Manchester City and Newcastle were success-starved clubs at the time of their state takeovers. The City ticker banner on the Stretford End came down within three years of City’s rebirth under Abu Dhabi rule and Newcastle occupy a Champions League qualifying place 16 months into their Saudi era.

It is dangerous to normalise state ownership of football clubs. Amanda Staveley, the driving force behind Saudi Arabia’s Public Investment Fund's acquisition of Newcastle, last year said she was "really sad" Roman Abramovich would have to relinquish control of Chelsea while Ukrainians were fleeing or dying amid Russian shelling.

The Newcastle manager Eddie Howe treated a question on the execution of 81 people in one day in Saudi Arabia as an inconvenience. Never mind that the journalist Jamal Khashoggi was butchered in the Saudi embassy in Istanbul or that Salma al-Shehab, a 34-year-old PhD student, returned home to be arrested and sentenced to 34 years for retweeting a critical tweet about Mohammed bin Salman’s regime, the Toon are in a final and Anthony Gordon arrived.

The sportswashing of Newcastle extends to their away kit, which came out of the laundry in the colours of the Saudi Arabia national team. That is a tackier trick than Mike Ashley’s company logo being plastered all over St James’ Park.

You only had to witness the delight in the away end at Selhurst Park on the final day of last season to understand how relatively sanguine United fans are with City’s success. Post-2008, it has always been hollow to them and City’s spending has prompted separate investigations by Uefa and the Premier League. City eventually prevailed over Uefa but some opposition fans have made their minds up, whatever the final outcome with the Premier League.
┄┄┄┄┄┄┄┄┄┄┄┄┄┄┄┄┄┄┄┄
> **WORK ITEM**
Rewrite the paragraph of the commentary above beginning "It is dangerous to normalise" more briefly, keeping its main facts. The material after this point is separate from the commentary above.

> **INFORMATION SUPPLIED**
┄┄┄┄┄┄┄┄┄┄┄┄┄┄┄┄┄┄┄┄
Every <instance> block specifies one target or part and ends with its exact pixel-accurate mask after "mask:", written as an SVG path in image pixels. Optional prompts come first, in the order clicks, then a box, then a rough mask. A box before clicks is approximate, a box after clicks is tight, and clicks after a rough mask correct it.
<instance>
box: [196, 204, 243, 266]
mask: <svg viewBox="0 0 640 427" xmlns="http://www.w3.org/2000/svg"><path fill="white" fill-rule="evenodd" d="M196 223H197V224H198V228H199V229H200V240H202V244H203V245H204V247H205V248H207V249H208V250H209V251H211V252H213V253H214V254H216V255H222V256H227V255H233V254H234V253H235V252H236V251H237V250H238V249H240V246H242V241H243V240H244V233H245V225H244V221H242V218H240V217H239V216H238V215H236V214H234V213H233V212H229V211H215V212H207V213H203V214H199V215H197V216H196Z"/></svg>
┄┄┄┄┄┄┄┄┄┄┄┄┄┄┄┄┄┄┄┄
> **REPLY**
State ownership of football clubs should not be normalized. Last year, Amanda Staveley, who drove the Public Investment Fund's purchase of Newcastle, said she was "really sad" that Roman Abramovich had to give up control of Chelsea while Ukrainians were fleeing or dying under Russian shelling.